Exercise: Express as a Markdown table the lines starting at the one containing "target: window" and ending at the one containing "134L300 134L299 139L310", with a No. column for the row number and a Line column for the line itself, leaving out blank lines.

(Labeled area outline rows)
## Start
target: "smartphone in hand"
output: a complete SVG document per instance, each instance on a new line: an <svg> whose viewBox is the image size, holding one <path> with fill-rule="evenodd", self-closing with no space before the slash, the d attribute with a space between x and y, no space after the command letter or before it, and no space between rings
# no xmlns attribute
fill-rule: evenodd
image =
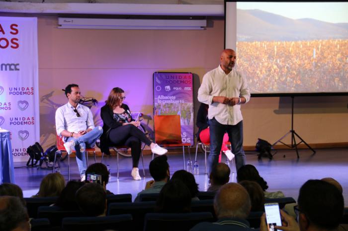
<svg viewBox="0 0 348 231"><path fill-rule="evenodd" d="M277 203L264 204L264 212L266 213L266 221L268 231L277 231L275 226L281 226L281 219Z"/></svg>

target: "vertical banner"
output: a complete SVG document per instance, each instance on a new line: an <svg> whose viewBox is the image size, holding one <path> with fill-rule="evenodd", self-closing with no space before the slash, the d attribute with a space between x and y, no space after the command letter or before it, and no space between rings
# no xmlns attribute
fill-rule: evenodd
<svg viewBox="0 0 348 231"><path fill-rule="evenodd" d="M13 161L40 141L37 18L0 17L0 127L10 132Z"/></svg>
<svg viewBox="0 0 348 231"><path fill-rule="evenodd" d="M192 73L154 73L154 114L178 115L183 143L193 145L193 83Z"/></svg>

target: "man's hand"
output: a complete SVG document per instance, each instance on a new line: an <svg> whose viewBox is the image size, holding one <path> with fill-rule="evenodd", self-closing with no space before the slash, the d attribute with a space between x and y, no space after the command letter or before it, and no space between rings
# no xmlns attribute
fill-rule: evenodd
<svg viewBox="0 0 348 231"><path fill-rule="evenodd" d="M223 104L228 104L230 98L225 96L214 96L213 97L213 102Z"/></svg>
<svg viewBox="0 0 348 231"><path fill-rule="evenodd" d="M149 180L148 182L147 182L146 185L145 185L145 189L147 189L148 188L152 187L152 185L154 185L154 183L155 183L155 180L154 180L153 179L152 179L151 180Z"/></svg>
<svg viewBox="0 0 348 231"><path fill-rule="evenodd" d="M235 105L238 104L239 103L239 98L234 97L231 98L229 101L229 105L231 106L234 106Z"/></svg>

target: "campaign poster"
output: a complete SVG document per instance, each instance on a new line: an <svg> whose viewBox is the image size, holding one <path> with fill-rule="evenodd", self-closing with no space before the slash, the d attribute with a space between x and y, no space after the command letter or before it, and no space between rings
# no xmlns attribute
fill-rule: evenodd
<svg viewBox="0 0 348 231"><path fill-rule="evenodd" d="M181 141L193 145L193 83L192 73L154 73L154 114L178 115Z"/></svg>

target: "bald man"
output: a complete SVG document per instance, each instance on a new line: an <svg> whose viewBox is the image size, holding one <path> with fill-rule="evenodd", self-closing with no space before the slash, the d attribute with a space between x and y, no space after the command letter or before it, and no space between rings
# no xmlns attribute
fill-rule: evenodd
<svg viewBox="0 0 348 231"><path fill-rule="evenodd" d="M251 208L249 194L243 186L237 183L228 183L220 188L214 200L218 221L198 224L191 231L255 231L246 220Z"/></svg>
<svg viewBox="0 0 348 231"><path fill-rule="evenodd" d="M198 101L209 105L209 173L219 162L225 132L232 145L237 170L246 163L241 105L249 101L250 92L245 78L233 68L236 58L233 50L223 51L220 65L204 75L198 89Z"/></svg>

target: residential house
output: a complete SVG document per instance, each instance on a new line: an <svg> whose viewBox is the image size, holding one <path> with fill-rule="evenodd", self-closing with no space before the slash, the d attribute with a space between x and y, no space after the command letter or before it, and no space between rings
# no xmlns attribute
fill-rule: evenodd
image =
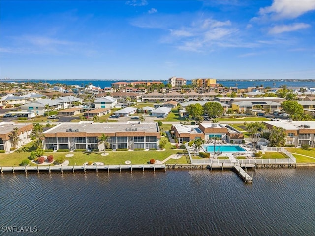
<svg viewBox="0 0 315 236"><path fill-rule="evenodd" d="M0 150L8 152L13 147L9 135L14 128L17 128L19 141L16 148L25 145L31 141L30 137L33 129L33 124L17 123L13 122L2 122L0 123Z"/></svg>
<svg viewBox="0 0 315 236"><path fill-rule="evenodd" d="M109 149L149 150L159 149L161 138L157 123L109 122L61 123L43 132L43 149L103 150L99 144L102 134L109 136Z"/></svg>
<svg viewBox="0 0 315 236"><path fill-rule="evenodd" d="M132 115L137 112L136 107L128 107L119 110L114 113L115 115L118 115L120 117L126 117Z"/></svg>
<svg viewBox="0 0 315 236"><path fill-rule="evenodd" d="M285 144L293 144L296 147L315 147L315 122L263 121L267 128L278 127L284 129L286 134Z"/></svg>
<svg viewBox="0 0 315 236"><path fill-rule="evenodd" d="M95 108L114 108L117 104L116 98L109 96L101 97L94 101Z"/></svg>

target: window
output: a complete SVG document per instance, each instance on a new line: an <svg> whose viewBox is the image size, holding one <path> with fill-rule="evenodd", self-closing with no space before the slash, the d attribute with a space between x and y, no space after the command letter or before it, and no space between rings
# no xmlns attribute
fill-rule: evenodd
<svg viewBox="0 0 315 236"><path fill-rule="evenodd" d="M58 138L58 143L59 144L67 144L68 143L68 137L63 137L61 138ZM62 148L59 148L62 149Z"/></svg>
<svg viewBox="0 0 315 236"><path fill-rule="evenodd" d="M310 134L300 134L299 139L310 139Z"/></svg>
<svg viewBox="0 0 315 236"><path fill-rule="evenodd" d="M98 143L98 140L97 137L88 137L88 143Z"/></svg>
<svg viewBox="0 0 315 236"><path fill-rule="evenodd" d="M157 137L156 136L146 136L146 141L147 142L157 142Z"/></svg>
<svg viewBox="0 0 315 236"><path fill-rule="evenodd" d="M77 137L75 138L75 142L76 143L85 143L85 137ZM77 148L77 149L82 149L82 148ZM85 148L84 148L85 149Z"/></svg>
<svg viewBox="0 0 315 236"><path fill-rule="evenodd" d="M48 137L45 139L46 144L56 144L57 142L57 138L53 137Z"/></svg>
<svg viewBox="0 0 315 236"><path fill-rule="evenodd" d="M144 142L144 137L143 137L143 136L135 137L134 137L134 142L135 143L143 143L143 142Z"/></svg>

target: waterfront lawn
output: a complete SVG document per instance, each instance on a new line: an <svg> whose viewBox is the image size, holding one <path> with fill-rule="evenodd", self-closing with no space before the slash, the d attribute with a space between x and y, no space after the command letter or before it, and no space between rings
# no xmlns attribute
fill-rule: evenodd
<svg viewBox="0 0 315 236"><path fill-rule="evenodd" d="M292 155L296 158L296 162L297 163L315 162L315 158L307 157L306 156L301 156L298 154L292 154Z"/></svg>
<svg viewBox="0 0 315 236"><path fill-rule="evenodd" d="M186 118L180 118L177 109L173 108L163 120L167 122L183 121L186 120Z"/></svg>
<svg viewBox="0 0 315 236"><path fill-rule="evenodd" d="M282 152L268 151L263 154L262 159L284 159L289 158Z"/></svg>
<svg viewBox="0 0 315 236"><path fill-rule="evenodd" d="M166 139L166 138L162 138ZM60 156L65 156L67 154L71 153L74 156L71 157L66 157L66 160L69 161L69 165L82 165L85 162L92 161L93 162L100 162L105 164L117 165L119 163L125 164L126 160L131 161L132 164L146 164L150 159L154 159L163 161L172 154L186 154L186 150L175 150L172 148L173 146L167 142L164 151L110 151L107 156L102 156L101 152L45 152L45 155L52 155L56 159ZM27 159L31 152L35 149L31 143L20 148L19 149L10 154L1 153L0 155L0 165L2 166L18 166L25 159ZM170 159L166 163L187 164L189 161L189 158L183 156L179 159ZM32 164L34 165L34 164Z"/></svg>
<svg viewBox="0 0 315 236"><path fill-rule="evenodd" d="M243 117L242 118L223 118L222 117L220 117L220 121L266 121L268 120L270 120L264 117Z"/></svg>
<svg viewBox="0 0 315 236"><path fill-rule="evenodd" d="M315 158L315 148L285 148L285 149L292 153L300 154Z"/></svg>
## End
## Start
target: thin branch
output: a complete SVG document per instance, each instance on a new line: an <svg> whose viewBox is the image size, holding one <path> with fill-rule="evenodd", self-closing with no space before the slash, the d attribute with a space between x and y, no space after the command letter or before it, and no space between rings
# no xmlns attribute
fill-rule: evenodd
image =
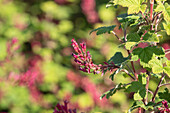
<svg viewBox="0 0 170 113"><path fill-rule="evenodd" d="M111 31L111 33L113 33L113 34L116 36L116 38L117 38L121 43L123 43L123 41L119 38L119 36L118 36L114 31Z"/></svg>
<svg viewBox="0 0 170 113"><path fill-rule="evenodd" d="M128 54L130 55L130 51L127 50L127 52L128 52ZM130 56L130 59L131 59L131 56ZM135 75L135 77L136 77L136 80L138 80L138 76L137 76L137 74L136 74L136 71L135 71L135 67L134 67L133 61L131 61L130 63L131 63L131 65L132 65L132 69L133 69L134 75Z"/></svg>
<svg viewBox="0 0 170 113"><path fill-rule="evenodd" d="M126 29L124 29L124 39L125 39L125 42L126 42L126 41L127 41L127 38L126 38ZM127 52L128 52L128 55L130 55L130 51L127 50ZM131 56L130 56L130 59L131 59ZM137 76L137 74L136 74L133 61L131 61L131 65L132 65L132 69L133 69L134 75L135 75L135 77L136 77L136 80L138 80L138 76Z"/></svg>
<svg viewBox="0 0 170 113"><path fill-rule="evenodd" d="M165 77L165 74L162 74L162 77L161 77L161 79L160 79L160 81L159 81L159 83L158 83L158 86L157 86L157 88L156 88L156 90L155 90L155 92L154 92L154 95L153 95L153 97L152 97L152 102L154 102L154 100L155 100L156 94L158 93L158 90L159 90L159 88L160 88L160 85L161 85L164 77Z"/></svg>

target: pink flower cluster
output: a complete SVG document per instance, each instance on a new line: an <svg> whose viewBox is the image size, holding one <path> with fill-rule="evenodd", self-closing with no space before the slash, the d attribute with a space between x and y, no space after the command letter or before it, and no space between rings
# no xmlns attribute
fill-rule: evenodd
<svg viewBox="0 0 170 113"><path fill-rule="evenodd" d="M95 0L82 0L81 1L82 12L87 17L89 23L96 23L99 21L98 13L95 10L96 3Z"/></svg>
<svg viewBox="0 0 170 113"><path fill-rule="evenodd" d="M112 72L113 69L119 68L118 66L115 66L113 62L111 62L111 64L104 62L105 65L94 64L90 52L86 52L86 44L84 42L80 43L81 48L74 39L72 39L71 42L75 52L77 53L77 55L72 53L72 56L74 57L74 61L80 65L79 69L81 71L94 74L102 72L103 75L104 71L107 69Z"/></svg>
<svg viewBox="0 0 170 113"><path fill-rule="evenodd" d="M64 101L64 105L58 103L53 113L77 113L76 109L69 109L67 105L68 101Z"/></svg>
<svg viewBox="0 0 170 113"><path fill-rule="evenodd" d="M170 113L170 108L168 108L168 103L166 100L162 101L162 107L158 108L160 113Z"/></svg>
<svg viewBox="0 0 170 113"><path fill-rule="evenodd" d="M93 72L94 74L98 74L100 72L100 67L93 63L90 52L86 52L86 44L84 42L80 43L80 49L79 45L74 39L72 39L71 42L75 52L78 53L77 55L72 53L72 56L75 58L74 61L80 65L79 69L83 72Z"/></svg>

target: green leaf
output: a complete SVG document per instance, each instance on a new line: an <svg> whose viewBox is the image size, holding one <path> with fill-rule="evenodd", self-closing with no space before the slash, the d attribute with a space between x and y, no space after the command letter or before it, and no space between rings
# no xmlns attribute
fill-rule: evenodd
## End
The completed task:
| No. | Line |
|---|---|
| 1 | target: window |
| 2 | output: a complete SVG document per instance, each instance on a new line: an <svg> whose viewBox is the image size, holding one <path> with fill-rule="evenodd", self-closing with no space before the slash, the d attribute with a space between x and y, no space after the command letter or before it, and no space between rings |
| 3 | # no xmlns attribute |
| 4 | fill-rule: evenodd |
| 5 | <svg viewBox="0 0 315 236"><path fill-rule="evenodd" d="M58 138L58 143L59 144L67 144L68 143L68 137L63 137L61 138ZM62 148L59 148L62 149Z"/></svg> |
| 6 | <svg viewBox="0 0 315 236"><path fill-rule="evenodd" d="M310 134L300 134L299 139L310 139Z"/></svg> |